--- BEGIN Data shown ---

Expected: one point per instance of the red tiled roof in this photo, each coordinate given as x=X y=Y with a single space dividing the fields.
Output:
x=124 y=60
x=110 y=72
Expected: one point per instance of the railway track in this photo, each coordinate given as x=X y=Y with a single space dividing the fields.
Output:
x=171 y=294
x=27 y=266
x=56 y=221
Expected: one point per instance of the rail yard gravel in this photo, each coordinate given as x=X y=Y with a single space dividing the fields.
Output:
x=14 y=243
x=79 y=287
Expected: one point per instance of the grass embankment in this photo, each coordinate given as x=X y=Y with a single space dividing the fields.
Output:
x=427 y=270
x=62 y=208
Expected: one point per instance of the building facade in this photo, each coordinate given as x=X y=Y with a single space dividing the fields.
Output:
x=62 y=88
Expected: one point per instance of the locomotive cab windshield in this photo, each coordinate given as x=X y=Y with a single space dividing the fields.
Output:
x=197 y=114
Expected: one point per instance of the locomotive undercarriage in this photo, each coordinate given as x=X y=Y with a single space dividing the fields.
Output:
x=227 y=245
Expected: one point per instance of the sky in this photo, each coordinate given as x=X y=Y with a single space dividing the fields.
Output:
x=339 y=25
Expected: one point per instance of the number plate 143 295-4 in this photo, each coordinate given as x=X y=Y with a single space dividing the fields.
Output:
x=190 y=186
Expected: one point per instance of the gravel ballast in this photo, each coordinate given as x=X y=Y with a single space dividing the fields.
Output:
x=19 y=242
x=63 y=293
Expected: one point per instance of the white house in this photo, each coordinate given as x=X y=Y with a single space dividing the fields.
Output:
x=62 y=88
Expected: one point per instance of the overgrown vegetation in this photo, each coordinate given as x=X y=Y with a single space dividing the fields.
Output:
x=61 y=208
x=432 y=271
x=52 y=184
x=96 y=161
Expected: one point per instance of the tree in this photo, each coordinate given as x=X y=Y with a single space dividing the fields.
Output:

--- END Data shown ---

*What needs to be done*:
Take the entries above and copy them out exactly.

*Reply*:
Expected: one point per instance of the red tiled roof in this photo, each coordinate given as x=X y=Y with a single space dividing the fields.
Output:
x=124 y=60
x=110 y=72
Expected: one point per instance of the railway track in this photo, each coordinate given as x=X y=Y with a single space dividing the fields.
Output:
x=171 y=294
x=27 y=266
x=56 y=221
Expected: one point per instance of the rail yard gravel in this photo, each coordinate given as x=X y=Y with a single space dividing the fields.
Output:
x=14 y=243
x=79 y=287
Expected: one point per instance of the grass embankment in this photo, each coordinate given as x=X y=Y with a single space dividing the fields.
Output:
x=427 y=270
x=62 y=208
Expected: one point per instance of the building facade in this photo, each coordinate given as x=X y=Y with a single space dividing the fields.
Output:
x=62 y=88
Expected: one point per instance of the locomotive cab windshield in this photo, each coordinate given as x=X y=Y with a single space dividing the fields.
Output:
x=197 y=114
Expected: one point per instance of the locomotive undercarriage in this photo, each coordinate given as x=X y=Y with a single space dividing the fields.
Output:
x=227 y=245
Expected: one point per instance of the sky in this photo, each coordinate given as x=X y=Y with a single space dividing the fields.
Output:
x=339 y=25
Expected: one point per instance of the number plate 143 295-4 in this photo, each coordinate given as x=X y=Y with a single space dividing the fields.
Output:
x=190 y=186
Expected: one point per instance of the gravel ballast in this photo, each coordinate given as x=X y=Y with a single space dividing the fields.
Output:
x=19 y=242
x=63 y=293
Expected: one point per instance of the white house in this photo, each coordinate given as x=X y=Y with a single space dividing the fields.
Output:
x=62 y=88
Expected: one point per instance of the overgrown vegetation in this photo, each coordinate given as x=X y=Y with a single space dividing the fields.
Output:
x=61 y=208
x=432 y=271
x=52 y=184
x=96 y=161
Expected: one point per instance of the tree in this photo, each coordinate given as x=X y=Y with a single space dividing the fields.
Output:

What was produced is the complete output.